• SET PROBLEM: Can you format the lines below as a numbered list, skipping any blank ones?

• STORED RECORDS:
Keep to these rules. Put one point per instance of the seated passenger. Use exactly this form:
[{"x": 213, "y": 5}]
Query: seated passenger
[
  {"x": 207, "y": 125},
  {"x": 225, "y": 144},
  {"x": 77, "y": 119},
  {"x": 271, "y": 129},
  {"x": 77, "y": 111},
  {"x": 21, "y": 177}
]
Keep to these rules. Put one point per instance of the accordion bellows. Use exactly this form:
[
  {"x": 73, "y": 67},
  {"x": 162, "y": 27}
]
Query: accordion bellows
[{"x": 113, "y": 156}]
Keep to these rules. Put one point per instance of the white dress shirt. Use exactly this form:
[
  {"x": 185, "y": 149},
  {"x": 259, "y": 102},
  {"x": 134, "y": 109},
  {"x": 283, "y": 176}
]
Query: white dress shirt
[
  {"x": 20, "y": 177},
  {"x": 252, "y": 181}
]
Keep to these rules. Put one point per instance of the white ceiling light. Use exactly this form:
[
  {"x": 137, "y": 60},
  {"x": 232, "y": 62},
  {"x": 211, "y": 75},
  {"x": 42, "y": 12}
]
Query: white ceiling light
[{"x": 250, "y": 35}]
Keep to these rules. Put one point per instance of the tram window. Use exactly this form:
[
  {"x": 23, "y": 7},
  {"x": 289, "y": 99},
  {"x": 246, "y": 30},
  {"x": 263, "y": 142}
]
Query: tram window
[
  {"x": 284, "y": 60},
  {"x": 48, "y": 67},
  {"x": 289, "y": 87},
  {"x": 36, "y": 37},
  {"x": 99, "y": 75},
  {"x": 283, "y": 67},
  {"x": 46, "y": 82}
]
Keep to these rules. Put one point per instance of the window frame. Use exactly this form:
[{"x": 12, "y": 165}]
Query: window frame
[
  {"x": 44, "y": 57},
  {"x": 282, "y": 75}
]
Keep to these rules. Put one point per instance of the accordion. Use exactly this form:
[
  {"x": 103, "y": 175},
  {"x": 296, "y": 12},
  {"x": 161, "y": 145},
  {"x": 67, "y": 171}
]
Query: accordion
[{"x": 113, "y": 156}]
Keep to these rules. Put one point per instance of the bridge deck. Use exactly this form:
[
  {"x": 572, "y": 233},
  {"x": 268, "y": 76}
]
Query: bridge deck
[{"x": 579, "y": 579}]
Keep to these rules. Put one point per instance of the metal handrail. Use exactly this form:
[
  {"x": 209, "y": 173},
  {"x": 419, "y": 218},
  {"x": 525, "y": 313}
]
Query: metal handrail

• ANSWER IN FULL:
1. Keep to these rules. Put one point per instance of the seated passenger. Use exactly this form:
2. [{"x": 213, "y": 5}]
3. Query: seated passenger
4. [
5.   {"x": 207, "y": 125},
6.   {"x": 225, "y": 144},
7.   {"x": 77, "y": 119},
8.   {"x": 271, "y": 129},
9.   {"x": 77, "y": 111},
10.   {"x": 21, "y": 177}
11. ]
12. Keep to these rules. Put one point per instance of the accordion bellows. Use exactly this form:
13. [
14.   {"x": 73, "y": 67},
15.   {"x": 162, "y": 27}
16. ]
17. Query: accordion bellows
18. [{"x": 113, "y": 156}]
19. Keep to these rules. Put one point per instance of the white dress shirt. Use exactly this form:
20. [
21.   {"x": 185, "y": 149},
22.   {"x": 259, "y": 102},
23.   {"x": 134, "y": 109},
24.   {"x": 283, "y": 176}
25. ]
26. Query: white dress shirt
27. [
28.   {"x": 20, "y": 177},
29.   {"x": 252, "y": 181}
30. ]
31. Keep to these rules. Put one point per instance of the white ceiling light. Use exactly this form:
32. [
33.   {"x": 137, "y": 60},
34.   {"x": 232, "y": 62},
35.   {"x": 211, "y": 75},
36.   {"x": 42, "y": 12}
37. ]
38. Query: white ceiling light
39. [{"x": 250, "y": 35}]
40. Keep to these rules. Put one point per instance of the tram window. Use exactly this form:
41. [
42.   {"x": 23, "y": 7},
43.   {"x": 289, "y": 99},
44.   {"x": 246, "y": 30},
45.   {"x": 263, "y": 142}
46. ]
47. Query: tram window
48. [
49.   {"x": 284, "y": 60},
50.   {"x": 48, "y": 67},
51.   {"x": 289, "y": 87},
52.   {"x": 36, "y": 37},
53.   {"x": 99, "y": 75},
54.   {"x": 283, "y": 67},
55.   {"x": 46, "y": 82}
56. ]
57. Keep to these rules. Put one point per instance of the window frame. Use exactly this form:
58. [{"x": 12, "y": 165}]
59. Query: window frame
60. [
61.   {"x": 44, "y": 57},
62.   {"x": 282, "y": 75}
63. ]
64. Keep to these rules. Put one point per instance of the accordion. Use exactly this form:
65. [
66.   {"x": 103, "y": 175},
67.   {"x": 296, "y": 12},
68.   {"x": 161, "y": 145},
69.   {"x": 67, "y": 171}
70. ]
71. Query: accordion
72. [{"x": 113, "y": 156}]
73. Keep to these rules. Put one point per instance of the bridge deck. Use exactly this form:
74. [
75.   {"x": 572, "y": 233},
76.   {"x": 268, "y": 76}
77. ]
78. Query: bridge deck
79. [{"x": 579, "y": 579}]
80. Keep to these rules. Put one point per instance of the metal handrail. Use exactly this form:
81. [
82.   {"x": 209, "y": 173},
83.   {"x": 419, "y": 218},
84.   {"x": 525, "y": 313}
85. ]
86. Query: metal handrail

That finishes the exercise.